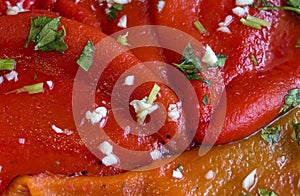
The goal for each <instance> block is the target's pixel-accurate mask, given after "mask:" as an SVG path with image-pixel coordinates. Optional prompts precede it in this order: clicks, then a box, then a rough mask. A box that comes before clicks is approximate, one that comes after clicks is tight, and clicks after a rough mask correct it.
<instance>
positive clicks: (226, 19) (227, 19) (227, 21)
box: [219, 15, 233, 27]
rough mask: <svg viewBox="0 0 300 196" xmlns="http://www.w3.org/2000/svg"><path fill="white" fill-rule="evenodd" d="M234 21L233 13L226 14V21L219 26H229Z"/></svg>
mask: <svg viewBox="0 0 300 196" xmlns="http://www.w3.org/2000/svg"><path fill="white" fill-rule="evenodd" d="M232 21H233V17H232V16H231V15H228V16H226V18H225V21H224V22H220V23H219V26H220V27H227V26H229V25H230V24H231V23H232Z"/></svg>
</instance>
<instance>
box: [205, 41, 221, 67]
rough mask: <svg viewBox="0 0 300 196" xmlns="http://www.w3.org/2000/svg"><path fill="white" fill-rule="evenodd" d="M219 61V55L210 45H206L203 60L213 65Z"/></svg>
mask: <svg viewBox="0 0 300 196" xmlns="http://www.w3.org/2000/svg"><path fill="white" fill-rule="evenodd" d="M217 61H218V57H217V56H216V54H215V53H214V51H213V50H212V49H211V47H210V46H209V45H206V51H205V54H204V56H203V57H202V62H203V63H206V64H208V65H213V64H215V63H216V62H217Z"/></svg>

○ ○ ○ ○ ○ ○ ○

Your objective: Print the material above exactly, skipping its images.

Exercise answer:
The goal for each <instance> block is the target's pixel-accurate mask, given after "mask:" as an SVG path with image-pixel coordinates. Optional prompts precede it in this order: clicks, then a box, then a rough mask. A box that comes before clicks is approximate, one that comes after clicks is tight, and clicks after a rough mask correct it.
<instance>
positive clicks: (226, 19) (227, 19) (227, 21)
box: [219, 15, 233, 27]
rough mask: <svg viewBox="0 0 300 196" xmlns="http://www.w3.org/2000/svg"><path fill="white" fill-rule="evenodd" d="M234 21L233 13L226 14V21L219 26H229Z"/></svg>
mask: <svg viewBox="0 0 300 196" xmlns="http://www.w3.org/2000/svg"><path fill="white" fill-rule="evenodd" d="M232 21H233V17H232V16H231V15H228V16H226V18H225V21H224V22H220V23H219V26H220V27H227V26H229V25H230V24H231V23H232Z"/></svg>
</instance>
<instance>
box: [205, 41, 221, 67]
rough mask: <svg viewBox="0 0 300 196" xmlns="http://www.w3.org/2000/svg"><path fill="white" fill-rule="evenodd" d="M219 61V55L210 45H206L203 60L213 65Z"/></svg>
mask: <svg viewBox="0 0 300 196" xmlns="http://www.w3.org/2000/svg"><path fill="white" fill-rule="evenodd" d="M217 61H218V57H217V56H216V54H215V53H214V51H213V50H212V49H211V47H210V46H209V45H206V51H205V54H204V56H203V57H202V62H203V63H206V64H208V65H213V64H215V63H216V62H217Z"/></svg>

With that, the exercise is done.